Part of a data file
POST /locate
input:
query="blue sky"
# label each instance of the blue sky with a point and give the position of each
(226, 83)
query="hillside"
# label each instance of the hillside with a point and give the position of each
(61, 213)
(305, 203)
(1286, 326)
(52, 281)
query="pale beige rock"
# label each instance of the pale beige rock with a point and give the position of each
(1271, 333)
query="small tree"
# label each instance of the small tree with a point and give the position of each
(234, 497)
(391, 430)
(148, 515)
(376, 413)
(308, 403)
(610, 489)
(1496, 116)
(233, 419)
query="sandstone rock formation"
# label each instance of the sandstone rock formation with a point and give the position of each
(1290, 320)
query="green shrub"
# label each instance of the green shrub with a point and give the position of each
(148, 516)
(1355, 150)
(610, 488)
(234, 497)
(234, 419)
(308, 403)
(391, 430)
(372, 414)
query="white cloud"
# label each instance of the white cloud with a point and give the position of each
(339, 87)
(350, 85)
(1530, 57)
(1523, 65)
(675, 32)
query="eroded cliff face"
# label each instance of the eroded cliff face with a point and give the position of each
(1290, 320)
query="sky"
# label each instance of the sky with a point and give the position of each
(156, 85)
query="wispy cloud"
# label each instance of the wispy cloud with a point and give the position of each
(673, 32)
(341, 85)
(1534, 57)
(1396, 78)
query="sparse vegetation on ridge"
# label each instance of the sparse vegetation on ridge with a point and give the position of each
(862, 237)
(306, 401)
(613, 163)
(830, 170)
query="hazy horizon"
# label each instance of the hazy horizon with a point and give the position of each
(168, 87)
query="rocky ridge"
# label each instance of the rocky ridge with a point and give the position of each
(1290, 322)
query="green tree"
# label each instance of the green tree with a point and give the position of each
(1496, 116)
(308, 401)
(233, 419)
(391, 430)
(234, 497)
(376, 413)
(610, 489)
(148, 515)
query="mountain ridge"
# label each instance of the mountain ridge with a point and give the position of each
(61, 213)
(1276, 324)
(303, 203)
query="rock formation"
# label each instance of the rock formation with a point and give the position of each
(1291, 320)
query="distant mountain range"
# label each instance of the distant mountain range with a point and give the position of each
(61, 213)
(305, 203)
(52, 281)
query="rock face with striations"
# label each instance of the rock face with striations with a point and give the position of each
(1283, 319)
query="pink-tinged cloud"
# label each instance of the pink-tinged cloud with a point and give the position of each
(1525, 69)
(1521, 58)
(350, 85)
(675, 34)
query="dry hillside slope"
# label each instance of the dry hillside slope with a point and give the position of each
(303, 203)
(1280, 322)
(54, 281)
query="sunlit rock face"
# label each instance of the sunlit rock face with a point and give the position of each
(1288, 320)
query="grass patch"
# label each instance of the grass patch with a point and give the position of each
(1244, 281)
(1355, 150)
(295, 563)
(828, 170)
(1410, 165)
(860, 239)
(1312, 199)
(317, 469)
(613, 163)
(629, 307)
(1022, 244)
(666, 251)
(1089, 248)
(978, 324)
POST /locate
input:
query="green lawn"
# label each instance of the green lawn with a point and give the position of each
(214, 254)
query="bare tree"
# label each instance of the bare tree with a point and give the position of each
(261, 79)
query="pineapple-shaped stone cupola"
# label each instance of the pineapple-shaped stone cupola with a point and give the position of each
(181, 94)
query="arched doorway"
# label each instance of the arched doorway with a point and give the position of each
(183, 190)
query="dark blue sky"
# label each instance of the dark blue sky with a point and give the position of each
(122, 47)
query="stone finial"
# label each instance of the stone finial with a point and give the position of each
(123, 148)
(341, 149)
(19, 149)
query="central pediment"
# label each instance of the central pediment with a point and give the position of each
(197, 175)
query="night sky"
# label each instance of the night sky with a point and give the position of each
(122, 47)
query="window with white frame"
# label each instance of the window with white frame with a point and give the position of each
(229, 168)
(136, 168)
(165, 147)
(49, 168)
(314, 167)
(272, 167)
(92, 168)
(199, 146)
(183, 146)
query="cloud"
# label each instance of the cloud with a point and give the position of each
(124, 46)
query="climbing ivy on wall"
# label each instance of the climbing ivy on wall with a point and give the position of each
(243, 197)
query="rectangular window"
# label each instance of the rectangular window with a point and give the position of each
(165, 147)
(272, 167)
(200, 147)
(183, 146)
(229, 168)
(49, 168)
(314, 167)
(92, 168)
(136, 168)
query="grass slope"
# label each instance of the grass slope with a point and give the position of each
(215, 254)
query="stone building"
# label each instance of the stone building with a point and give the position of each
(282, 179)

▶ _THE TASK_
Reproduce each line verbatim.

▶ _PROBLEM SOLUTION_
POST /locate
input:
query="blue sky"
# label each instance of the blue sky with a point and give the position of each
(226, 83)
query="hillside"
# label each instance of the hillside with a point and give the position of each
(61, 213)
(305, 203)
(1286, 326)
(52, 281)
query="pale beige rock"
# label each instance of the pale beige rock with a point and give the position of each
(1271, 333)
query="small tree"
# label each instance of the small tree with a point and give the position of each
(234, 497)
(391, 430)
(148, 515)
(376, 413)
(308, 403)
(610, 489)
(1496, 116)
(233, 419)
query="sandstone rock formation"
# label each instance of the sandstone rock formation with a point and give the position of each
(1290, 320)
query="green shrub"
# label each instance of the green shrub with a point and give the position of each
(148, 516)
(1355, 150)
(610, 488)
(234, 497)
(234, 419)
(308, 403)
(391, 430)
(372, 414)
query="white cloud"
# label each instance of the white cloud with a point and give the position of each
(339, 87)
(350, 85)
(1530, 57)
(1523, 65)
(675, 32)
query="eroded cliff face"
# label each instance of the eroded cliff face with a point and give the position of each
(1290, 320)
query="sky"
# label each instance of the sky with a point and give the position of each
(156, 85)
query="wispy cloud"
# label each instance of the wispy cloud with a point and give the position of each
(673, 32)
(341, 85)
(1534, 57)
(1396, 78)
query="sparse vegetation on ridge"
# label each instance of the sparse vegetation on ridge with a point and give the position of each
(862, 237)
(306, 401)
(613, 163)
(830, 170)
query="hazy horizon"
# label each instance of the hazy horizon with a point and give the position of each
(168, 87)
query="rocky ridge"
# label each instance of the rocky ridge with a point and give the position of each
(1290, 322)
query="green tree"
# label each instance of the green tree with a point and give the position of each
(1496, 116)
(308, 401)
(233, 419)
(391, 430)
(234, 497)
(376, 413)
(610, 489)
(148, 515)
query="mountain ridge"
# label each instance of the mountain ridge with a point and give the position of each
(61, 213)
(1276, 324)
(303, 203)
query="rock formation"
# label each instance of the rock formation with a point and give the position of each
(1291, 320)
query="distant mountain range"
# label each instance of the distant mountain range with a point and give the position of each
(61, 213)
(305, 203)
(52, 281)
query="rock face with striations"
# label each instance of the rock face with striations with a point and give the position of each
(1283, 319)
query="pink-tinged cloud"
# label each instance of the pink-tinged cloud with a point and give the position of each
(1525, 69)
(1521, 58)
(350, 85)
(675, 34)
query="dry hillside slope"
# label each instance of the dry hillside slope with a point and give the position of each
(303, 203)
(1280, 322)
(54, 281)
query="sunlit rock face"
# label each instance of the sunlit rock face with a point and give the position of each
(1288, 320)
query="grass patch"
# label each instance of the grass patch with a point and give the position of each
(1244, 281)
(1355, 150)
(295, 563)
(828, 170)
(1410, 165)
(860, 239)
(1312, 199)
(317, 469)
(613, 163)
(629, 307)
(1022, 244)
(666, 251)
(1089, 248)
(978, 324)
POST /locate
input:
query="green lawn"
# label each instance of the green lawn with a point and give the position of each
(214, 254)
query="bare tree"
# label each instance of the bare tree with a point and give the position of each
(261, 79)
query="pineapple-shaped stone cupola"
# label each instance of the pineapple-shaped stone cupola with a point and give the position of each
(181, 94)
query="arched doorway"
# label each instance of the arched doorway with a point and give the position of each
(183, 190)
query="dark blue sky"
# label each instance of the dark blue sky with a point and give the position of each
(122, 47)
query="stone finial"
# label each instance of the stone finial with a point and give the position of each
(123, 148)
(341, 149)
(19, 149)
query="central pediment"
# label each instance of the central pediment with a point and give the position of each
(197, 175)
query="night sky"
# label each instance of the night sky with a point and give the position of each
(122, 47)
query="window with white frame"
# label each instance of the window with white frame with a point and give the position of each
(229, 168)
(136, 168)
(165, 147)
(49, 168)
(314, 167)
(272, 167)
(92, 168)
(199, 146)
(183, 146)
query="cloud"
# label each instance of the cloud with a point and give the position of each
(124, 46)
query="climbing ivy on wall"
# label each instance of the climbing ivy on wall with a point and give the position of each
(243, 197)
query="rectangular window"
# label each instance of the rectangular window with a point and give the position of each
(165, 147)
(272, 167)
(200, 147)
(183, 146)
(229, 168)
(49, 168)
(314, 167)
(92, 168)
(136, 168)
query="grass slope"
# label each instance of the grass slope with a point and give the position of each
(215, 254)
query="stone building"
# label each instance of the stone building with a point and give the position of each
(282, 179)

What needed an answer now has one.